(Text excerpt):
US starts training Ukrainians to fight pro-Russia forces

US starts training Ukrainians to fight pro-Russia forces

YAVORIV, Ukraine - US paratroopers Monday began training Ukrainian government forces who will fight pro-Russian separatists in the east, angering Moscow as the deadly conflict rumbles on in the ex-Soviet country.

Ukraine President Petro Poroshenko welcomed troops from the US 173rd Airborne Brigade in a rain-soaked ceremony at a military base in Yavoriv, western Ukraine, to launch Operation Fearless Guardian.

"We are the eyewitnesses and direct participants in forming the new Ukrainian military, which like the phoenix is rising again after years of decline," Poroshenko told the assembled troops.

"This is not only a war for the independence of Ukraine, but also a war for freedom and democracy in Europe and the whole world." Officials said some 300 US troops will train 900 members of Ukraine's National Guard, which is deployed in the east where heavy artillery fire can still be heard despite a February ceasefire.

The United Nations says more than 6,000 people have been killed in the conflict in the past year and more than a million civilians have been displaced.

US Army Major Michael Weisman told AFP the mission would provide training in individual and medical skills and defence manoeuvres with the kind of weapons already used by the Ukrainian forces such as AK-47 assault rifles.

As the US brigade arrived in Ukraine last week from its base in Italy, Russia warned the move could "destabilise" Ukraine and said it was a step towards the United States arming Ukraine.

Shooting practice

The United States is one of Ukraine's biggest backers in a conflict that has dragged relations between Russia and the West to their lowest point since the Cold War.

Washington has sent $75 million (S$101 million) worth of non-lethal military aid to Kiev, but has so far held off from supplying arms.

US troops have trained with Ukrainian forces in the past, but it is the first time Washington has trained members of Ukraine's recently re-formed National Guard.

"They are going to teach us all they know, from individual preparation to more difficult things such as shooting, communication between units and planning operations," said Oleksandr Poroniuk, a spokesman for the Ukrainian army.

Britain has also deployed personnel to Ukraine to train government forces, in a mission that ministers said would involve up to 75 trainers at a time. Canada announced last week it would also send 200 trainers in the summer.

"It is the first time that joint exercises of such scale and content have been carried out in Ukraine," Poroshenko said.

"I am sure that the exercises we are launching here today will be effective in reinforcing and stabilising the situation."

Alleged Russian arms deliveries

Kiev and the West have said there is mounting evidence Russia is arming separatists who control parts of eastern Ukraine and is sending troops to fight alongside them. Russia, however, has repeatedly denied this.

On Monday Ukrainian army spokesman Adriy Lysenko said shelling in the east eased on Sunday, but intelligence services had detected scores of vehicles bringing arms into eastern Ukraine from Russia over recent days.

Moscow accuses the United States of backing the uprising that preceded the ousting of Ukraine's former pro-Russia president Viktor Yanukovych in February last year. Moscow subsequently annexed the Crimean peninsula.

France and Germany brokered a ceasefire agreement in February but European OSCE observers in eastern Ukraine say exchanges of artillery fire have continued over recent weeks.

On Monday however, OSCE Secretary General Lamberto Zannier said monitors had brokered a truce in one flashpoint village, Shyrokyne, near the strategic government-held city of Mariupol.

"This truce seems to be holding," Zannier told AFP during a visit to Lithuania.

"There is a good chance for peace at this moment and we need to invest as much as we can in this. But there is always a risk of relapse in the conflict."

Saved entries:

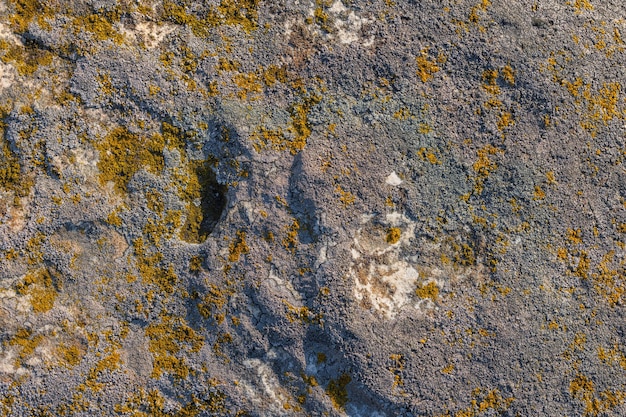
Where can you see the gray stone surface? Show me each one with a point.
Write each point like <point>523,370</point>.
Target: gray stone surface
<point>361,208</point>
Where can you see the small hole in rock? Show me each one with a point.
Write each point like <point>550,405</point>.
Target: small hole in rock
<point>202,218</point>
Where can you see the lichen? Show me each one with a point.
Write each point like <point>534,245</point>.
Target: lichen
<point>123,154</point>
<point>41,289</point>
<point>426,67</point>
<point>429,290</point>
<point>238,247</point>
<point>393,235</point>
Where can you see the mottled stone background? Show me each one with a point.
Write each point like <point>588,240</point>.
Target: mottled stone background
<point>348,208</point>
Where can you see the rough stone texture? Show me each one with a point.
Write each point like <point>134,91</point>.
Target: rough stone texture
<point>361,208</point>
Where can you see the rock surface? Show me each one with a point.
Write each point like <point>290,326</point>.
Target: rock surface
<point>268,208</point>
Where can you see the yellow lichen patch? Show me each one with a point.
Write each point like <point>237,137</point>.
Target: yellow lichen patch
<point>26,342</point>
<point>241,13</point>
<point>264,138</point>
<point>248,83</point>
<point>302,314</point>
<point>448,369</point>
<point>337,391</point>
<point>123,153</point>
<point>429,290</point>
<point>40,287</point>
<point>25,11</point>
<point>273,74</point>
<point>154,404</point>
<point>393,235</point>
<point>483,403</point>
<point>213,302</point>
<point>574,236</point>
<point>480,7</point>
<point>100,26</point>
<point>539,194</point>
<point>426,67</point>
<point>70,354</point>
<point>484,166</point>
<point>154,201</point>
<point>238,247</point>
<point>505,120</point>
<point>609,282</point>
<point>508,74</point>
<point>150,269</point>
<point>399,363</point>
<point>300,126</point>
<point>582,388</point>
<point>402,114</point>
<point>26,59</point>
<point>490,85</point>
<point>290,241</point>
<point>584,263</point>
<point>580,5</point>
<point>11,175</point>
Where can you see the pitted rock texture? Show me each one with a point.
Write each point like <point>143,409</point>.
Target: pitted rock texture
<point>309,208</point>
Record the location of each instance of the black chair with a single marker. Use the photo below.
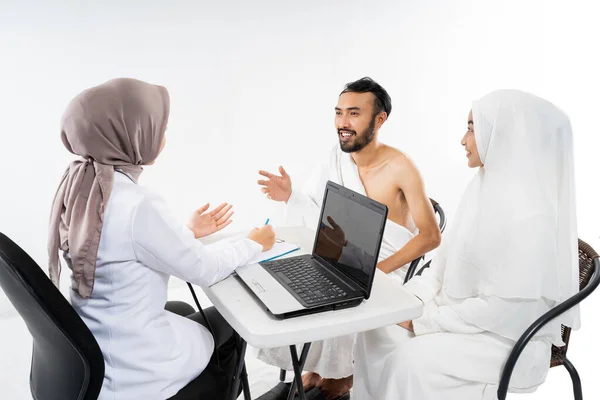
(589, 279)
(442, 222)
(67, 363)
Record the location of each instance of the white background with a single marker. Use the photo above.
(254, 84)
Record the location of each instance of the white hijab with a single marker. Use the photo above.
(515, 234)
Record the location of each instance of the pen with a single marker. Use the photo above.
(277, 240)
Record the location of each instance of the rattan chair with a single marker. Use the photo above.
(589, 278)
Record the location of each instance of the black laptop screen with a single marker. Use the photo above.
(349, 236)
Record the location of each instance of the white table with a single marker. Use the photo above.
(387, 305)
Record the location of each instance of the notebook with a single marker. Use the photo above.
(279, 249)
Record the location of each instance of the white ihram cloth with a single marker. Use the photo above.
(510, 257)
(332, 358)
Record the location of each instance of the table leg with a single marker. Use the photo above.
(245, 384)
(240, 372)
(298, 366)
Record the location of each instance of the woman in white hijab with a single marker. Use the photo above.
(122, 244)
(510, 256)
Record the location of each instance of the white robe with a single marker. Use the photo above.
(448, 358)
(150, 353)
(332, 358)
(509, 257)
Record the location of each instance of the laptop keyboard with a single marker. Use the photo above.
(306, 280)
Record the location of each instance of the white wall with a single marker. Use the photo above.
(253, 85)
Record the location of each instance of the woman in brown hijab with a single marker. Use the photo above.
(122, 245)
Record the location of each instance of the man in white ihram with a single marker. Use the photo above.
(376, 170)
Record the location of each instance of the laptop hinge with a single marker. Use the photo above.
(326, 264)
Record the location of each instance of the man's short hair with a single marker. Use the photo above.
(383, 102)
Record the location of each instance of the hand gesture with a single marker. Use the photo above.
(265, 236)
(204, 223)
(278, 188)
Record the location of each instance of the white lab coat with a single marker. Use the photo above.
(150, 353)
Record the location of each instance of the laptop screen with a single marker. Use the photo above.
(350, 232)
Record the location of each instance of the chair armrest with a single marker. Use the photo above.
(539, 324)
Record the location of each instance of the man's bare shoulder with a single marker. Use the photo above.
(399, 160)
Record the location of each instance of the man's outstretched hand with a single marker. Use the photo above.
(276, 187)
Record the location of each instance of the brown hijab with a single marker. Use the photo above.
(117, 125)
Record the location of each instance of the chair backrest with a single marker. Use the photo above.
(66, 362)
(586, 270)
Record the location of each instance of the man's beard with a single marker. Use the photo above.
(360, 141)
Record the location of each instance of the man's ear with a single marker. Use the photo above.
(380, 119)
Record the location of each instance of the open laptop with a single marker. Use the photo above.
(339, 273)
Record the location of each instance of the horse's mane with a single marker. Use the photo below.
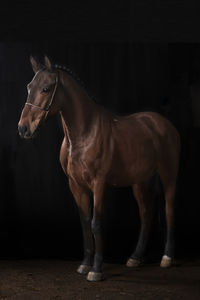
(71, 73)
(77, 79)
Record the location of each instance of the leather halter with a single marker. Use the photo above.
(52, 97)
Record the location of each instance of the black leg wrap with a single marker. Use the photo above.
(98, 260)
(88, 257)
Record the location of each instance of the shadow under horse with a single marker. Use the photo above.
(101, 149)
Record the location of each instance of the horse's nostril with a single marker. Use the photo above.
(23, 130)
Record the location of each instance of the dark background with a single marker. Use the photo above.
(130, 58)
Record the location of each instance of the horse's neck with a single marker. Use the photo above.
(79, 113)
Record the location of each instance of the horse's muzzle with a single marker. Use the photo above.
(24, 132)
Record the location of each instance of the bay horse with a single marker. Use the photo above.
(101, 149)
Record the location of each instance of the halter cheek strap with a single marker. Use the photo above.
(46, 109)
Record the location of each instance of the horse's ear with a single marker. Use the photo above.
(35, 65)
(47, 63)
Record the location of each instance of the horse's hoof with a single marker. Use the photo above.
(131, 262)
(166, 261)
(95, 276)
(84, 269)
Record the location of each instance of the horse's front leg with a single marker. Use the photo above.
(84, 205)
(96, 273)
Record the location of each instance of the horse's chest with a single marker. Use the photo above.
(79, 171)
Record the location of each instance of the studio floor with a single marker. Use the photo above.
(57, 280)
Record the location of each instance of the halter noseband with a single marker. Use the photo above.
(52, 97)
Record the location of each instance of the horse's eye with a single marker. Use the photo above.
(45, 90)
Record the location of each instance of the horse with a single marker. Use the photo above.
(102, 149)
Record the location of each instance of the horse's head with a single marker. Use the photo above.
(40, 103)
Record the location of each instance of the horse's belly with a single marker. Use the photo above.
(128, 170)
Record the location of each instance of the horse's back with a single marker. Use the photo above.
(149, 125)
(143, 141)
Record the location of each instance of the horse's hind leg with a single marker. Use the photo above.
(169, 185)
(146, 208)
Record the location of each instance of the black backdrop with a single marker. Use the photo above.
(38, 215)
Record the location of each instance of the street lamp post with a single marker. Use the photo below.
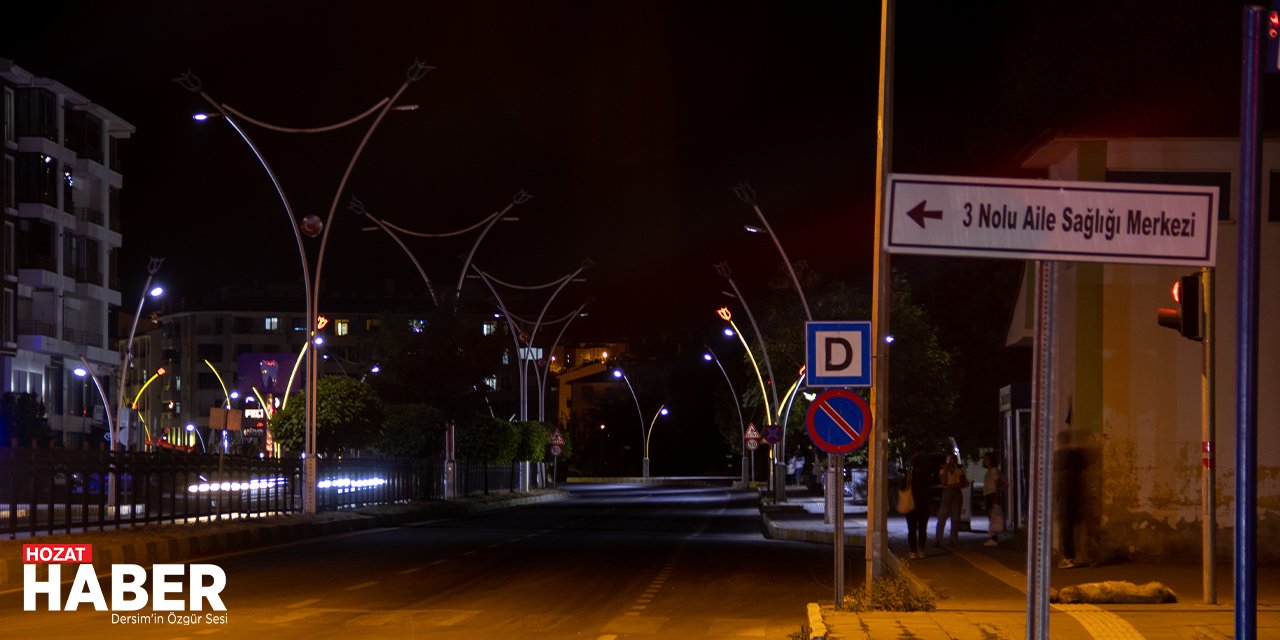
(618, 373)
(711, 357)
(662, 411)
(127, 357)
(106, 411)
(311, 225)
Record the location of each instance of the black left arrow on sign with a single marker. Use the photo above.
(918, 213)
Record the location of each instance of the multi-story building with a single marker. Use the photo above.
(62, 233)
(1129, 391)
(242, 346)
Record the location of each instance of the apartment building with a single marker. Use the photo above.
(62, 233)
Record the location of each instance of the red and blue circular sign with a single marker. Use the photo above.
(772, 434)
(839, 421)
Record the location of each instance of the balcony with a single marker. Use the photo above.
(78, 337)
(87, 275)
(37, 328)
(39, 261)
(87, 214)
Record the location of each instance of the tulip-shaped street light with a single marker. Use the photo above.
(662, 411)
(709, 356)
(81, 371)
(618, 373)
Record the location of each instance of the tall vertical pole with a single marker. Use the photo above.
(877, 458)
(1247, 328)
(1041, 530)
(1208, 519)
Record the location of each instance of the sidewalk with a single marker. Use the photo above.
(981, 592)
(176, 543)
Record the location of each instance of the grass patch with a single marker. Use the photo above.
(891, 592)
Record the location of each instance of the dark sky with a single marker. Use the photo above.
(629, 123)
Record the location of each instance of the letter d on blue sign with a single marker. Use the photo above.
(839, 353)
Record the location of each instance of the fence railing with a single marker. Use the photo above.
(72, 490)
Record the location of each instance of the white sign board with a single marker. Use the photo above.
(1027, 219)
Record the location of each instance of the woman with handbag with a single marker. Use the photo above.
(915, 489)
(954, 481)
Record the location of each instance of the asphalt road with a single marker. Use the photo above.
(609, 562)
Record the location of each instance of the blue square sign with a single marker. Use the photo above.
(839, 353)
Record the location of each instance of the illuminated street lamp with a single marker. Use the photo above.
(110, 426)
(127, 357)
(711, 357)
(662, 411)
(618, 374)
(312, 227)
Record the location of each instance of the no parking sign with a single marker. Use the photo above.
(839, 421)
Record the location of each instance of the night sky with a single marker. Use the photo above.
(629, 123)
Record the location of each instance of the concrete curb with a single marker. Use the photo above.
(817, 626)
(160, 547)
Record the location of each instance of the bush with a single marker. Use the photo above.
(890, 593)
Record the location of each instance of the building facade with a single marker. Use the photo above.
(62, 233)
(1128, 392)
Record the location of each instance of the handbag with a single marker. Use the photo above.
(996, 520)
(905, 501)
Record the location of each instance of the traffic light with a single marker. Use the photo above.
(1188, 319)
(1271, 31)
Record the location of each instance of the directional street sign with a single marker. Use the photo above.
(1023, 219)
(839, 421)
(772, 434)
(839, 353)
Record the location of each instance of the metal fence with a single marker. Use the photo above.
(69, 490)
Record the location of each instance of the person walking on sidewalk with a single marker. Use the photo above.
(992, 492)
(952, 496)
(918, 519)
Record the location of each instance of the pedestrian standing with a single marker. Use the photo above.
(992, 497)
(952, 496)
(919, 480)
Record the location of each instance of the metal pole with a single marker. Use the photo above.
(1208, 383)
(1247, 329)
(877, 511)
(1041, 530)
(835, 479)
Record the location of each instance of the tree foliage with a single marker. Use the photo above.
(348, 416)
(923, 382)
(439, 359)
(483, 438)
(534, 439)
(412, 432)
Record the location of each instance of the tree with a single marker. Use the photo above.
(439, 359)
(23, 417)
(412, 432)
(488, 439)
(534, 439)
(348, 416)
(923, 380)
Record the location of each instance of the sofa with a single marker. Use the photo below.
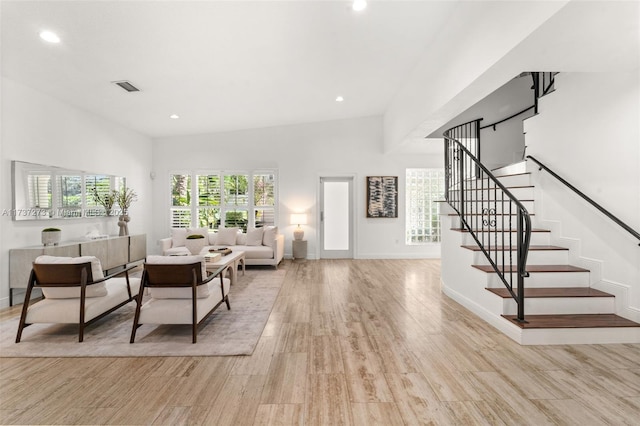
(262, 246)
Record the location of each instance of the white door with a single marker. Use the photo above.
(336, 217)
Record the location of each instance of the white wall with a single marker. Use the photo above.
(40, 129)
(458, 68)
(301, 153)
(587, 132)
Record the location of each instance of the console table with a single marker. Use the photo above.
(114, 252)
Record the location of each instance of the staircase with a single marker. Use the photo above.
(560, 305)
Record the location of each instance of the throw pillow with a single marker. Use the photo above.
(254, 236)
(178, 292)
(198, 231)
(227, 236)
(178, 237)
(96, 290)
(269, 238)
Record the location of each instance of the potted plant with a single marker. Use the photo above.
(195, 243)
(106, 200)
(124, 197)
(51, 236)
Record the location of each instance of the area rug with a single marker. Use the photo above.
(225, 332)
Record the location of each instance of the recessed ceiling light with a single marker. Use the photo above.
(49, 36)
(359, 5)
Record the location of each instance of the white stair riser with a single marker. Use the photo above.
(515, 180)
(544, 279)
(511, 169)
(561, 305)
(535, 257)
(537, 238)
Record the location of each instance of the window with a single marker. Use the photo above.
(424, 187)
(223, 199)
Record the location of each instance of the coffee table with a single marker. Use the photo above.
(232, 260)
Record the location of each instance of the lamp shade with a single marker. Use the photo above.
(298, 219)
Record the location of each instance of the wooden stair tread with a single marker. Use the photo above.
(488, 214)
(553, 292)
(572, 321)
(506, 230)
(501, 248)
(489, 188)
(536, 268)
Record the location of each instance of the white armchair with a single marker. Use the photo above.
(180, 292)
(75, 292)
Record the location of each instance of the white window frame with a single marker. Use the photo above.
(428, 202)
(224, 208)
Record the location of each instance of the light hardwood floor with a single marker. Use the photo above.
(358, 342)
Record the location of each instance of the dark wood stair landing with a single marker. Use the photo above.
(535, 268)
(550, 292)
(572, 321)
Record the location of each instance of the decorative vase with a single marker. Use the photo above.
(123, 221)
(195, 245)
(51, 237)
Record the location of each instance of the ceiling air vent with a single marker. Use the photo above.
(126, 85)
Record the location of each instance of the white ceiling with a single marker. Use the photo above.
(219, 65)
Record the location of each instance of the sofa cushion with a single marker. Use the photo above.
(254, 236)
(269, 237)
(178, 292)
(94, 290)
(241, 239)
(255, 252)
(227, 236)
(198, 231)
(178, 237)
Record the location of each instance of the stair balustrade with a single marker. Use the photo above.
(480, 199)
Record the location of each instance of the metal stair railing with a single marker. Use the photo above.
(498, 222)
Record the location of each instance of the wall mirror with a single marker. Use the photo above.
(43, 192)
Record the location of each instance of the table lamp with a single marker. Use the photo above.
(298, 219)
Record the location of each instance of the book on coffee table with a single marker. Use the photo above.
(212, 257)
(223, 250)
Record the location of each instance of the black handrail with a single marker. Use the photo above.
(486, 209)
(543, 83)
(587, 199)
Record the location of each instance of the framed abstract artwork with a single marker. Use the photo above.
(382, 196)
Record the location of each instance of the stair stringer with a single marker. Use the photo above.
(621, 291)
(466, 285)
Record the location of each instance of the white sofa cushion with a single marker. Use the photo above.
(255, 252)
(269, 237)
(178, 292)
(198, 231)
(254, 236)
(94, 290)
(227, 236)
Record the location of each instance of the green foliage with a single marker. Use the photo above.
(180, 190)
(124, 197)
(106, 199)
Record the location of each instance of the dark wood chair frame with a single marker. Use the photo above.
(68, 275)
(173, 276)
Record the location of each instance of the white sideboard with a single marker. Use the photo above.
(114, 253)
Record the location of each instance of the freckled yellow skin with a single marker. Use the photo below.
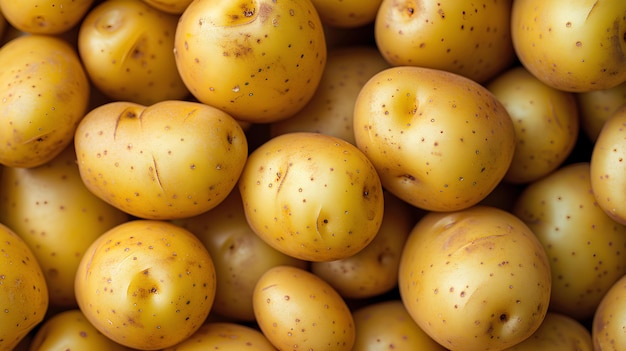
(297, 310)
(126, 47)
(44, 94)
(23, 290)
(312, 196)
(439, 141)
(476, 279)
(173, 159)
(258, 60)
(146, 284)
(578, 47)
(584, 245)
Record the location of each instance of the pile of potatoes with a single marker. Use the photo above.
(312, 175)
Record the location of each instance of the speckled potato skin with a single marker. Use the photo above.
(545, 120)
(608, 179)
(585, 246)
(57, 216)
(126, 48)
(476, 279)
(44, 95)
(312, 196)
(610, 318)
(579, 47)
(23, 290)
(173, 159)
(146, 284)
(70, 330)
(465, 37)
(439, 141)
(296, 310)
(387, 325)
(259, 60)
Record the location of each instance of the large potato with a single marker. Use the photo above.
(312, 196)
(439, 141)
(146, 284)
(44, 95)
(476, 279)
(173, 159)
(260, 61)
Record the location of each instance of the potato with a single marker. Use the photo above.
(173, 159)
(296, 309)
(52, 210)
(312, 196)
(557, 332)
(608, 180)
(475, 279)
(439, 141)
(260, 61)
(387, 325)
(610, 318)
(330, 111)
(545, 120)
(471, 39)
(146, 284)
(23, 290)
(373, 270)
(126, 47)
(578, 47)
(70, 330)
(44, 96)
(239, 255)
(224, 337)
(44, 17)
(584, 245)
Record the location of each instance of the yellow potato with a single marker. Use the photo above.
(312, 196)
(126, 48)
(584, 245)
(173, 159)
(44, 96)
(260, 61)
(146, 284)
(438, 140)
(476, 279)
(545, 120)
(23, 290)
(470, 38)
(55, 214)
(295, 309)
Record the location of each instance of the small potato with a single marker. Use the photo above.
(146, 284)
(126, 48)
(296, 309)
(545, 120)
(44, 95)
(173, 159)
(387, 326)
(584, 245)
(70, 330)
(312, 196)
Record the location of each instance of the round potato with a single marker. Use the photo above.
(545, 120)
(296, 309)
(260, 61)
(126, 48)
(312, 196)
(173, 159)
(438, 140)
(45, 93)
(469, 38)
(476, 279)
(584, 245)
(146, 284)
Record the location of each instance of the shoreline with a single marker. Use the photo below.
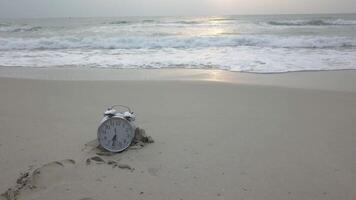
(282, 139)
(336, 80)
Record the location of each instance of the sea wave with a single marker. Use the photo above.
(8, 28)
(141, 42)
(316, 22)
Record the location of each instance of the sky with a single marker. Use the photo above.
(102, 8)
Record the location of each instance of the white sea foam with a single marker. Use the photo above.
(263, 44)
(182, 42)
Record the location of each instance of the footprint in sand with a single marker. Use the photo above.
(40, 178)
(52, 172)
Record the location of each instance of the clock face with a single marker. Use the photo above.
(115, 134)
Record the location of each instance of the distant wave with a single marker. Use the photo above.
(318, 22)
(138, 42)
(120, 22)
(16, 28)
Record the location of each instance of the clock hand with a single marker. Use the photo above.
(113, 139)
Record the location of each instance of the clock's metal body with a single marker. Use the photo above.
(116, 130)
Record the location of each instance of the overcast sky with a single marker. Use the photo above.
(95, 8)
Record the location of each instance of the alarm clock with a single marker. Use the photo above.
(116, 130)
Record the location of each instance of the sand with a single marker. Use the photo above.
(213, 139)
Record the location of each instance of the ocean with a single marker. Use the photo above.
(260, 44)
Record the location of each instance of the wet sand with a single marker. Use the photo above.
(213, 139)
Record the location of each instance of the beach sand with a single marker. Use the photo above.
(241, 139)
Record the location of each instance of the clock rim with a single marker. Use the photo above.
(118, 117)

(Task to carry out): According to the news report, how many US troops will train how many members of Ukraine's National Guard? Work only from the news report, not the entries.

(Task output): Some 300 US troops will train 900 members of Ukraine's National Guard.